TASK TO COMPLETE:
Rewrite the data below, substituting "Object" for every occurrence of "Target" and leaving everything else unchanged.

-- Begin DATA IN THIS EXERCISE --

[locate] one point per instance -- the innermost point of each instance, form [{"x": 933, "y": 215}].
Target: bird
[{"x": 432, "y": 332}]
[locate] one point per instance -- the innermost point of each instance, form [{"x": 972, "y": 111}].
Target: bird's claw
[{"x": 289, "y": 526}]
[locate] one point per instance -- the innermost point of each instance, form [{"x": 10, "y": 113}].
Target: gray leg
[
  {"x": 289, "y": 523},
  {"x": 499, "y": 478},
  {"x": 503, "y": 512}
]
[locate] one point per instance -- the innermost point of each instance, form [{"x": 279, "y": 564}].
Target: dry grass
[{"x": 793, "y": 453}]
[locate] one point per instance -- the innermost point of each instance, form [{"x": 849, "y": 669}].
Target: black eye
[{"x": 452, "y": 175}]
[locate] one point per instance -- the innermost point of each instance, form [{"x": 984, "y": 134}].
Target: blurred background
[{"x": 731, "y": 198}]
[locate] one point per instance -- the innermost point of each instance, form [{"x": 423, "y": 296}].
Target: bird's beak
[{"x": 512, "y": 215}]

-- End DATA IN THIS EXERCISE --

COMPLETED EXERCISE:
[locate] one point per instance -- the innermost point of each instance, form [{"x": 933, "y": 215}].
Object: bird
[{"x": 432, "y": 332}]
[locate] one point per instance -- the innermost point of each instance, form [{"x": 972, "y": 111}].
Object: bird's claw
[{"x": 289, "y": 526}]
[locate] one point per instance -- the innermost point of each instance, form [{"x": 10, "y": 113}].
Object: gray leg
[
  {"x": 289, "y": 523},
  {"x": 499, "y": 478},
  {"x": 503, "y": 512}
]
[locate] one point per instance -- the innermost point of each instance, form [{"x": 279, "y": 564}].
Object: dry grass
[{"x": 793, "y": 453}]
[locate] one point per instance -- the innermost point of each instance, form [{"x": 849, "y": 669}].
Object: black eye
[{"x": 452, "y": 175}]
[locate] one point per instance -- the innermost point of each instance, form [{"x": 984, "y": 134}].
Object: blurred background
[{"x": 731, "y": 198}]
[locate] one point per instance -- the innermost point of each instance, form [{"x": 423, "y": 296}].
Object: bird's beak
[{"x": 512, "y": 215}]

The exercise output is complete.